▶ **Data records**:
-- start --
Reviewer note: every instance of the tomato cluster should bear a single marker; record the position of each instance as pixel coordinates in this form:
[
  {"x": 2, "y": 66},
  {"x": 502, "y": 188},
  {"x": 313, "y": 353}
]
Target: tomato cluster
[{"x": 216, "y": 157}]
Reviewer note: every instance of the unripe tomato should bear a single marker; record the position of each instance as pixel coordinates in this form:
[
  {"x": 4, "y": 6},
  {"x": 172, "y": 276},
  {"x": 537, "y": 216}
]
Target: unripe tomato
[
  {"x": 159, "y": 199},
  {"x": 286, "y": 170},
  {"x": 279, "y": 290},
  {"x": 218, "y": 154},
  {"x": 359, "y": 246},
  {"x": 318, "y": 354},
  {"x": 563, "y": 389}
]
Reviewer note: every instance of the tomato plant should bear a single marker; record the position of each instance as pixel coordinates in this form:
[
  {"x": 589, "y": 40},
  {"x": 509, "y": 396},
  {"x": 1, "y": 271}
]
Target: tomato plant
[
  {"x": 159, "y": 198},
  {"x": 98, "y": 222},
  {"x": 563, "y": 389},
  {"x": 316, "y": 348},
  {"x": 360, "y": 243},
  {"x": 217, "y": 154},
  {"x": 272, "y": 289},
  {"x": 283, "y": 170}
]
-- end --
-- start --
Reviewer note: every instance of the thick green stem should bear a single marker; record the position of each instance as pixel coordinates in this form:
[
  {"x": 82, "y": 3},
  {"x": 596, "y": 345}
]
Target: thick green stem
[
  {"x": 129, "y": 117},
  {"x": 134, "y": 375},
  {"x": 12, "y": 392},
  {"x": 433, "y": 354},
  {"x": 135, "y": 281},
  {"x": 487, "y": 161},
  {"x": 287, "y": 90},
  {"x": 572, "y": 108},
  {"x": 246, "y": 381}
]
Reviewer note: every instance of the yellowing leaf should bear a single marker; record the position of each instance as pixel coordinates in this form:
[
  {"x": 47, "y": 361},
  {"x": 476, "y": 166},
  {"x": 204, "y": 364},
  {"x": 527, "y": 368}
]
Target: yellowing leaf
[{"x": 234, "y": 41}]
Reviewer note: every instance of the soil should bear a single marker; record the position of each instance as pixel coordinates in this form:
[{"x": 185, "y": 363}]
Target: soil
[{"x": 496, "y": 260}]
-- end --
-- start --
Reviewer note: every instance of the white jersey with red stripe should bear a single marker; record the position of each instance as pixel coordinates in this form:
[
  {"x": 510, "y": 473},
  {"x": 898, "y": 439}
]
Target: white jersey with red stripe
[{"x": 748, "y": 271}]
-- end --
▶ **Exercise goal**: Return every line of the data above that contains the word "plant".

▶ **Exercise response**:
Reviewer note: every instance of the tomato plant should bear a single marker; record the position of each instance as pixel coordinates in this form:
Target: tomato plant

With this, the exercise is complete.